▼▼▼

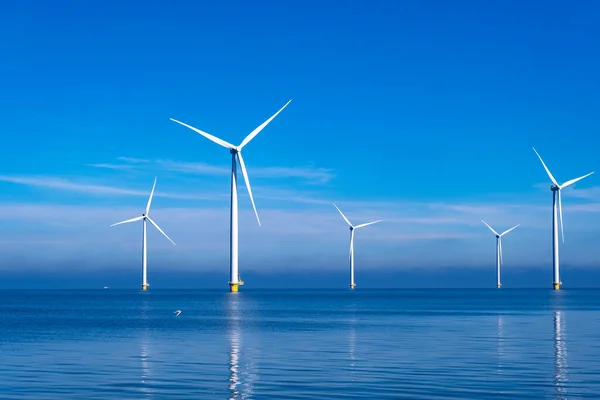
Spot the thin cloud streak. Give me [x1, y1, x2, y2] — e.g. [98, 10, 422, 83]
[0, 175, 224, 201]
[89, 157, 336, 184]
[0, 201, 599, 270]
[0, 173, 335, 205]
[533, 181, 599, 200]
[562, 185, 600, 200]
[368, 232, 476, 241]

▲▲▲

- Your task
Without the pictures, return the whole of the data exactly as given.

- Written answer
Spot the thin cloud streak. Give me [x1, y1, x2, y2] — e.g. [98, 10, 422, 83]
[0, 175, 224, 201]
[89, 157, 336, 184]
[0, 201, 599, 270]
[0, 173, 335, 205]
[533, 181, 599, 200]
[562, 185, 600, 200]
[368, 232, 476, 241]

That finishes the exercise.